--- BEGIN Extract ---

Using ggplot2 the most frequent words can be visualized very easily:

commonWords %>% 
        group_by(source) %>% 
        arrange(-prop) %>% 
        slice_head(n = 10) %>%
        ungroup() %>%
        (function(df) merge(df, count(df, word, name = 'overlap'))) %>%
# propGraph <- merge(propGraph, count(propGraph, word, name = 'overlap'))
# propGraph %>%
        ggplot(aes(x = prop, y = word, fill = factor(overlap))) +
        geom_col() +
        facet_grid(~source) +
        # theme(legend.title = element_text('# of Overlaps'))
        labs(y = NULL, x = '%') +
        scale_fill_discrete(name = 'Overlaps Between Sources:') +
        theme(legend.position = 'top', legend.justification = 0)

The words ‘time’, ‘people’, and ‘dont’ are found in all 3 top 10 words, while ‘love’, ‘im’, and ‘day’ are common only between blogs and twitter.

Coverage

Sorting words by frequency gives a metric to visualize how much of the data is coverved with a specific number of top words.

coverageData <- tidyWords %>% 
        count(word, sort = T, name = 'freq') %>% 
        mutate(prop = freq / sum(freq)) %>%
        mutate(coverage = cumsum(prop)) %>%
        mutate(numwords = row_number())
coverageData %>% 
        ggplot(aes(numwords, coverage)) +
        geom_line(size = 1) +
        scale_x_log10() +
        scale_y_continuous(labels = percent_format())

How many unique words do you need in a frequency sorted dictionary to cover 50% of all word instances in the language? 90%?

--- END Extract ---

- [Tasks to complete]:
a: In the word-frequency extract, which words appear in all three top-10 lists?
b: Reproduce part of the word-frequency extract, starting at the words "Using ggplot2 the" and ending after the words "element_text('# of Overlaps'))".
c: Write the next part of the word-frequency extract, picking up after its final sentence.

--- BEGIN Extracted entries ---

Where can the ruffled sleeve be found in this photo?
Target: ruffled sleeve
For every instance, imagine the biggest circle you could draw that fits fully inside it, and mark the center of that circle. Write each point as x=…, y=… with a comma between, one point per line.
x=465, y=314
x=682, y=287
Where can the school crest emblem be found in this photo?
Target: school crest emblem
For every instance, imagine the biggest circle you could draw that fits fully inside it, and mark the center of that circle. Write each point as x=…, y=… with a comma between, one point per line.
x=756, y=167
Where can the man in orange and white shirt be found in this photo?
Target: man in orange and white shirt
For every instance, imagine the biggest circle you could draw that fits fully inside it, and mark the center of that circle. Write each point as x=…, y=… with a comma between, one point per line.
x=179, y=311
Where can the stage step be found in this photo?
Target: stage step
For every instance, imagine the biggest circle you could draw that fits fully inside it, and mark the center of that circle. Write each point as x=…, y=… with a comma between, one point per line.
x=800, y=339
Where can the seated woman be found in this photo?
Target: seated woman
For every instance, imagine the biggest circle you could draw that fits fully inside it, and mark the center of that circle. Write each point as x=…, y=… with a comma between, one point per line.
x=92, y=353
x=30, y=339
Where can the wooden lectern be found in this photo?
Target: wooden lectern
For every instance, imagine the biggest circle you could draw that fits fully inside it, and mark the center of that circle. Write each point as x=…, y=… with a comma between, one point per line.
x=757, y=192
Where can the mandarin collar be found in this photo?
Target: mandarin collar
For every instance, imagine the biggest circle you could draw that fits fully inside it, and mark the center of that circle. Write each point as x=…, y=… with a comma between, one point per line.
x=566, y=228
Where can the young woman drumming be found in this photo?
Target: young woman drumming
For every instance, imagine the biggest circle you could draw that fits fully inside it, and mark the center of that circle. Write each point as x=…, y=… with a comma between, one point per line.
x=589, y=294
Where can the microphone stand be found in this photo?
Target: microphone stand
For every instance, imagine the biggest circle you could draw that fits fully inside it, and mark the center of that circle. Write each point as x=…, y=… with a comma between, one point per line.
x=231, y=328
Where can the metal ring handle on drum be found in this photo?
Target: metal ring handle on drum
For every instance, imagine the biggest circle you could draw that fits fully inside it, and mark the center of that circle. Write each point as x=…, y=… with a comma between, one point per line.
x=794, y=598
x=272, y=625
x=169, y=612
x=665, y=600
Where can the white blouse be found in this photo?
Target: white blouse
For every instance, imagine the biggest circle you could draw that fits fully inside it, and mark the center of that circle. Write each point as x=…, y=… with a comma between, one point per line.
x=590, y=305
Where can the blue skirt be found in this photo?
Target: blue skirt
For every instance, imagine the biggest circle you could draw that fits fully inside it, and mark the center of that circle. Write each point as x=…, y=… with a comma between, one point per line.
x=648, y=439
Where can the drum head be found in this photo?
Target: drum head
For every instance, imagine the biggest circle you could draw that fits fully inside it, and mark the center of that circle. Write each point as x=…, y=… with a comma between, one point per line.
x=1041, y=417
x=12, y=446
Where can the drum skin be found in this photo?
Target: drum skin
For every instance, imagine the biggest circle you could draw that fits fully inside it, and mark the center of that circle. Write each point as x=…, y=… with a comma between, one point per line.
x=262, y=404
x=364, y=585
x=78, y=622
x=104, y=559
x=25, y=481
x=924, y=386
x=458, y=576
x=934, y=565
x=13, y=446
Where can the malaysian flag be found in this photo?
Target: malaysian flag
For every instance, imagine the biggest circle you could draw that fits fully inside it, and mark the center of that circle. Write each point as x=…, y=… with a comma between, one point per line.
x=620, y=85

--- END Extracted entries ---

- [Answers for the exercise]:
a: 'time', 'people', and 'dont'

b:
Using ggplot2 the most frequent words can be visualized very easily:

commonWords %>% 
        group_by(source) %>% 
        arrange(-prop) %>% 
        slice_head(n = 10) %>%
        ungroup() %>%
        (function(df) merge(df, count(df, word, name = 'overlap'))) %>%
# propGraph <- merge(propGraph, count(propGraph, word, name = 'overlap'))
# propGraph %>%
        ggplot(aes(x = prop, y = word, fill = factor(overlap))) +
        geom_col() +
        facet_grid(~source) +
        # theme(legend.title = element_text('# of Overlaps'))

c:
rbind(
        coverageData %>% 
                filter(coverage >= 0.5) %>% 
                slice_head(n = 1) %>%
                select(coverage, numwords),
        coverageData %>% 
                filter(coverage >= 0.9) %>% 
                slice_head(n = 1) %>%
                select(coverage, numwords)
)
## # A tibble: 2 x 2
##   coverage numwords
##      <dbl>    <int>
## 1    0.500      120
## 2    0.900     6863

Word Plots

plotWords <- commonWords %>% 
        select(-freq) %>% 
        filter(prop >= 0.00001) %>% 
        spread(source, prop)
nbplot <- plotWords %>%
        ggplot(aes(x = blogs, y = news, color = abs(news - blogs))) +
        geom_abline(color = 'gray40', lty = 2) +
        geom_jitter(alpha = 0.1, size = 2, width = 0.2, height = 0.2) +
        geom_text(aes(label = word), check_overlap = T, vjust = 1.5) +
        scale_x_log10(labels = percent_format()) + 
        scale_y_log10(labels = percent_format()) +
        scale_color_gradient(limits = c(0, 0.0001),
                             low = 'darkslategray4', high = 'gray75') +
        theme(legend.position = 'none')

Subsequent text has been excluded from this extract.